* **Saved entries**:
=-=-=

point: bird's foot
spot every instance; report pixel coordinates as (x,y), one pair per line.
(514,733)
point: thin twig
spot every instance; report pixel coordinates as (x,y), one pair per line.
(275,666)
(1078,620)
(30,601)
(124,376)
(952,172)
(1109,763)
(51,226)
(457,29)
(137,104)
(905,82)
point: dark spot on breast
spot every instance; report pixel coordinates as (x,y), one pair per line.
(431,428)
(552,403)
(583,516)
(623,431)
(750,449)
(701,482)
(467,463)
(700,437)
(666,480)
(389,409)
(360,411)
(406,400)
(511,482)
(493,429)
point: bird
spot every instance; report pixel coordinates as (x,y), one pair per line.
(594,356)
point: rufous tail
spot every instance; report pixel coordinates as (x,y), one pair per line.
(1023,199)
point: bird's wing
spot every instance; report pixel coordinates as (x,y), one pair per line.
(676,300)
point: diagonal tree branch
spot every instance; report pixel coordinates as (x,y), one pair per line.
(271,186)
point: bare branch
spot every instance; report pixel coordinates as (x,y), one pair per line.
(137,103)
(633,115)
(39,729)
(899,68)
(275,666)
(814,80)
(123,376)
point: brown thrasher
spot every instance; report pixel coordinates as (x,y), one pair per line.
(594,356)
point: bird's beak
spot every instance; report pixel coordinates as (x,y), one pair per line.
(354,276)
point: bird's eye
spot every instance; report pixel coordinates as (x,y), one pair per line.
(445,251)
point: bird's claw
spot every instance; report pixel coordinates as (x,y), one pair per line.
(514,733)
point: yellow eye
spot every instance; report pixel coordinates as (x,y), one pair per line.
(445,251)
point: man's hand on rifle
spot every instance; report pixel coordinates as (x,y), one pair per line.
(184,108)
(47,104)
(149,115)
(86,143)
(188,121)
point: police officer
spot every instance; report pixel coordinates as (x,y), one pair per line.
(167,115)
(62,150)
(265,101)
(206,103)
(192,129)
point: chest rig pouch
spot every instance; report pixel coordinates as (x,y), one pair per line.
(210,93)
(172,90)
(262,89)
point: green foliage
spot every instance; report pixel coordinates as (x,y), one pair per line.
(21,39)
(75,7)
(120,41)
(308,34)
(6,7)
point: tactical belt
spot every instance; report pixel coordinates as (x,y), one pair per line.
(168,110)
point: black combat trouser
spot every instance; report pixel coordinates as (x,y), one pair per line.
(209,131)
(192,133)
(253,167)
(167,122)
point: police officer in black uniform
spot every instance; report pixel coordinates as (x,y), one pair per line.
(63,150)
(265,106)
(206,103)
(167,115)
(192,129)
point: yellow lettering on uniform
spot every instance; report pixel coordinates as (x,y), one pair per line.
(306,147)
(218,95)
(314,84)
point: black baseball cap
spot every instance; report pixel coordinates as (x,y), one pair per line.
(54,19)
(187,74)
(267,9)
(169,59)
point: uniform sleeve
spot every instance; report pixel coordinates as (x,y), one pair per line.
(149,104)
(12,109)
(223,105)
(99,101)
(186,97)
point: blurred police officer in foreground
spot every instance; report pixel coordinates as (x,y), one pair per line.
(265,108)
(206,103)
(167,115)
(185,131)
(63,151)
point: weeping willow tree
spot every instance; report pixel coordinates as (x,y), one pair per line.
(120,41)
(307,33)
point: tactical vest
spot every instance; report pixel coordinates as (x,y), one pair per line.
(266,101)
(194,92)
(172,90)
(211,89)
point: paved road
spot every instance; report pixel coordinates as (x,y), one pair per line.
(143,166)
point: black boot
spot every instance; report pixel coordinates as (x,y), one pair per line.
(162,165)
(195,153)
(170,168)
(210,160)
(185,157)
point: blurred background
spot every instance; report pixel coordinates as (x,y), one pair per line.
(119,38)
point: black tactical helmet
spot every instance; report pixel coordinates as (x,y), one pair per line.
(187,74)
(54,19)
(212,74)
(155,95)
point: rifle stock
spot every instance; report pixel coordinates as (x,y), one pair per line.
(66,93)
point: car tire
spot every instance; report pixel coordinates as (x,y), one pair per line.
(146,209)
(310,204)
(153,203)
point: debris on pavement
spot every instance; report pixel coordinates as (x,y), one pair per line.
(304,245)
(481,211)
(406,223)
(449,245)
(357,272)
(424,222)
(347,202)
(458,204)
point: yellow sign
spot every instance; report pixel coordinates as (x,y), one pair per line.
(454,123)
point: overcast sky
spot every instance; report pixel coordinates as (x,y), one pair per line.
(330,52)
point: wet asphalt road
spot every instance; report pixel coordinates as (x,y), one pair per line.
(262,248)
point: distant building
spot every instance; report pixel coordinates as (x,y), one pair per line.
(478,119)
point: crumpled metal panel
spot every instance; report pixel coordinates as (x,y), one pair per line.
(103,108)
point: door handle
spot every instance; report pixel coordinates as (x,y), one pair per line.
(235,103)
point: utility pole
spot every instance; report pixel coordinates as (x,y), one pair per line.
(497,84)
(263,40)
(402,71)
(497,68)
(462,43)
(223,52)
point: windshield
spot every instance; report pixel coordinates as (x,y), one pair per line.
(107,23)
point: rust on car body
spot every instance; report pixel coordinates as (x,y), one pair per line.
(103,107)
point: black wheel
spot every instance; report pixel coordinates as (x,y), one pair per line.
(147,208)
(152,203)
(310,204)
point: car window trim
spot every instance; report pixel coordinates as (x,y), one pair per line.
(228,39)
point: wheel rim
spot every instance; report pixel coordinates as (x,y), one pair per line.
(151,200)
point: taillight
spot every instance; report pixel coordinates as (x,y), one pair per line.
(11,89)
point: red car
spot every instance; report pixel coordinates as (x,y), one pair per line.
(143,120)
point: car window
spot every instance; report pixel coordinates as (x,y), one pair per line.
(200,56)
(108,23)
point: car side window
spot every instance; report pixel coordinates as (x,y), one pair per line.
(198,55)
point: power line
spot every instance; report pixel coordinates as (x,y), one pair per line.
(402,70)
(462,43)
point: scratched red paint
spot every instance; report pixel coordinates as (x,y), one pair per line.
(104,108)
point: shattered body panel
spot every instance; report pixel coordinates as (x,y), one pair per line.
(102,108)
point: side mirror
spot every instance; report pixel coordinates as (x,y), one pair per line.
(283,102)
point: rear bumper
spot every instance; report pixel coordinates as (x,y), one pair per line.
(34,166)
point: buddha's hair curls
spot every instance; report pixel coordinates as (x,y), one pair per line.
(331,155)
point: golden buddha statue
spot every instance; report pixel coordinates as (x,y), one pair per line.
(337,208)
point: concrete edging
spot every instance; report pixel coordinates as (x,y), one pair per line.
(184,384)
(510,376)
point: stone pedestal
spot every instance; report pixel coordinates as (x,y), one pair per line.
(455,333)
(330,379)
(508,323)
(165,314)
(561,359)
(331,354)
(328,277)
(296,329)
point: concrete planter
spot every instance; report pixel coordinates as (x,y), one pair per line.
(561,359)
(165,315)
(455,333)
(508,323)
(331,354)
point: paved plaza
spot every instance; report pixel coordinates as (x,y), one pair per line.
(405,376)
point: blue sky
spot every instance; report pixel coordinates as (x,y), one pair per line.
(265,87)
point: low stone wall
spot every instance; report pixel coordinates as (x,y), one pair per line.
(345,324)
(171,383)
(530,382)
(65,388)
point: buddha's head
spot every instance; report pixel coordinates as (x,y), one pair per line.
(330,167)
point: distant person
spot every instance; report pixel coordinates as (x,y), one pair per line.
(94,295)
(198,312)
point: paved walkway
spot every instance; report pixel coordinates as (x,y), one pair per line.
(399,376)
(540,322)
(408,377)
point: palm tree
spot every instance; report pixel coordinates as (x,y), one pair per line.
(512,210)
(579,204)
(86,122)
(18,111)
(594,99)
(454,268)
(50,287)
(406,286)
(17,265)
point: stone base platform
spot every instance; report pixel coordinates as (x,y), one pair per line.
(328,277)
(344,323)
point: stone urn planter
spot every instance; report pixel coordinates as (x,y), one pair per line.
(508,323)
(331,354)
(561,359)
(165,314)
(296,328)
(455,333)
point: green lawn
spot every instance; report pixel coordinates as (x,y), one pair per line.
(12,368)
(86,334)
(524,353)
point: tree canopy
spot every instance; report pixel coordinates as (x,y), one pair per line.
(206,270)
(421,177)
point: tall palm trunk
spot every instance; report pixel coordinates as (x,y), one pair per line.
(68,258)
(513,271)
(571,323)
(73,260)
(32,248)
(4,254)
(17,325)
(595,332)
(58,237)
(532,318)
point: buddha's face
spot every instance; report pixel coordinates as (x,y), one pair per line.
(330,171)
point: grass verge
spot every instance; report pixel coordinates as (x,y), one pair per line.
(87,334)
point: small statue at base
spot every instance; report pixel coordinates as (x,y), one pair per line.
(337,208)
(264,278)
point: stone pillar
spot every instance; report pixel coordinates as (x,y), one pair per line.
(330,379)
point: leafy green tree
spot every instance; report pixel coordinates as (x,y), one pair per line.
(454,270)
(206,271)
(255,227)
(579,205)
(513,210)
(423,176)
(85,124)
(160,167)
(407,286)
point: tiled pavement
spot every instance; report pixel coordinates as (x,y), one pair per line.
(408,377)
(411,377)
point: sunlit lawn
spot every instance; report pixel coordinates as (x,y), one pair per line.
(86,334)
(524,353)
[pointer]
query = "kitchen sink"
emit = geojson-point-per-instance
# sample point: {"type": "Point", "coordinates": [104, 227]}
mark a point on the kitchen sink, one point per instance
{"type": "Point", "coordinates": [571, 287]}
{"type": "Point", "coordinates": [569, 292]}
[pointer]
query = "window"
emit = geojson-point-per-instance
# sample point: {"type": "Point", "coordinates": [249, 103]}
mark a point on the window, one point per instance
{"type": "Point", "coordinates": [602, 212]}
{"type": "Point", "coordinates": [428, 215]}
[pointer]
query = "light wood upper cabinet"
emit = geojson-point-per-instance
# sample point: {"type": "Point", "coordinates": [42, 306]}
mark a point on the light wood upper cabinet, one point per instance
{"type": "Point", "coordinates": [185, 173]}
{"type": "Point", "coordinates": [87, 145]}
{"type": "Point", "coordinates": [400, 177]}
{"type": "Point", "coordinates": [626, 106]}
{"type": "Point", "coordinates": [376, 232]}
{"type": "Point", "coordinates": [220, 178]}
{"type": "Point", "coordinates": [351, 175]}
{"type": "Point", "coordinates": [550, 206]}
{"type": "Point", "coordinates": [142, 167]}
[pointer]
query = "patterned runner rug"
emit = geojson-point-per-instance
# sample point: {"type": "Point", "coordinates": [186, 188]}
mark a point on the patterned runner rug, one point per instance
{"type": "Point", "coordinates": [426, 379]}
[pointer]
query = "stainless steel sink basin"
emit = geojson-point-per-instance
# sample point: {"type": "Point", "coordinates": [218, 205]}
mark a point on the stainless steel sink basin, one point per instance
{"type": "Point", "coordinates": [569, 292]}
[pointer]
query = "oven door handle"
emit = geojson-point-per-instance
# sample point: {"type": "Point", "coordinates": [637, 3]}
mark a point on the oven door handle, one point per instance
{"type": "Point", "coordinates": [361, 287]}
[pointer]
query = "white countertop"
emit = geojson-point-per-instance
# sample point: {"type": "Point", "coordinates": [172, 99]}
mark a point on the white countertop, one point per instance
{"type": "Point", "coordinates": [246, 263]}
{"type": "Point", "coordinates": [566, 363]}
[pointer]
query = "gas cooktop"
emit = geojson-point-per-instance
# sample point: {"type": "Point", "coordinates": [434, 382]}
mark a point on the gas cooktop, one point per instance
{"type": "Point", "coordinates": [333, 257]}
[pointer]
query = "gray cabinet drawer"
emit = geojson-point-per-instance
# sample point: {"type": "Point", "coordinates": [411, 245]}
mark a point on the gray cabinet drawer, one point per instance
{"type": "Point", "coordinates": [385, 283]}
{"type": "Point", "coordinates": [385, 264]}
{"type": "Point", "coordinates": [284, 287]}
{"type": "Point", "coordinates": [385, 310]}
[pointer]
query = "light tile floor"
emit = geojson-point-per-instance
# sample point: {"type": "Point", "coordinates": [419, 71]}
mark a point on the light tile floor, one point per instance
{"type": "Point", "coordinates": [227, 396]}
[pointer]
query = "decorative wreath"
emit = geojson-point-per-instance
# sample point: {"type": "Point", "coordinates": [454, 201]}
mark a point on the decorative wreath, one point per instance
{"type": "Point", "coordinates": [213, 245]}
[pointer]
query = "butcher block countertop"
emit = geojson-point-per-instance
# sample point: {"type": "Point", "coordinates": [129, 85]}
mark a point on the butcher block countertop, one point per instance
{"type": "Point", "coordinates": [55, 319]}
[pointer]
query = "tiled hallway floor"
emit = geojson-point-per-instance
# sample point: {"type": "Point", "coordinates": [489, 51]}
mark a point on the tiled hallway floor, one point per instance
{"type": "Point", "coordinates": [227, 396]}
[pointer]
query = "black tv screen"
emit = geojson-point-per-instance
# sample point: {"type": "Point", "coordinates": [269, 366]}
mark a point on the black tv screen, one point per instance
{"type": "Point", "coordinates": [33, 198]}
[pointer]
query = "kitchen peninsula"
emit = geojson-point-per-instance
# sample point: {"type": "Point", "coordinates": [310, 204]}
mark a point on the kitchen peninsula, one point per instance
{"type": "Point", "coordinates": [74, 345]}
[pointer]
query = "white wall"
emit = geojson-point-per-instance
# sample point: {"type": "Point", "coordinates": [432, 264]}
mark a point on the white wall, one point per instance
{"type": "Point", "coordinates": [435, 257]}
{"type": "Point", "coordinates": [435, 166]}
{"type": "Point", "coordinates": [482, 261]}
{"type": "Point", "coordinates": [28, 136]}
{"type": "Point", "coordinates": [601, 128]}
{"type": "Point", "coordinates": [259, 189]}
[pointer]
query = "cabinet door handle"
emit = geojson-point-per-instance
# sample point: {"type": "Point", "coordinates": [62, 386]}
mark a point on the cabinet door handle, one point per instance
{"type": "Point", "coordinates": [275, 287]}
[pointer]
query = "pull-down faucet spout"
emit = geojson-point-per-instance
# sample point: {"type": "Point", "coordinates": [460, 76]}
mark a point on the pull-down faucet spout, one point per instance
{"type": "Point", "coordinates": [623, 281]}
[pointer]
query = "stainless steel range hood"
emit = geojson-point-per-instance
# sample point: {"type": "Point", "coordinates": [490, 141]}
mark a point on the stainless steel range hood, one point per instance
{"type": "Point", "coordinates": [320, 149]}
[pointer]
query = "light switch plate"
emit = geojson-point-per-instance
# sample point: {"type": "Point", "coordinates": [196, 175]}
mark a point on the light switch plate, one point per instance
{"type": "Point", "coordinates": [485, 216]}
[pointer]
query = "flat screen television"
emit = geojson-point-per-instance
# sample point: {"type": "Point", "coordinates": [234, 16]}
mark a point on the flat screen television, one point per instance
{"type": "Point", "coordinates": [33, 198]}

=-=-=

* **The task**: Check every line of the entries above, and copy those that carry the string "stone".

* **Answer for the task**:
point: stone pedestal
point: low stone wall
point: stone base platform
point: stone urn planter
point: stone pillar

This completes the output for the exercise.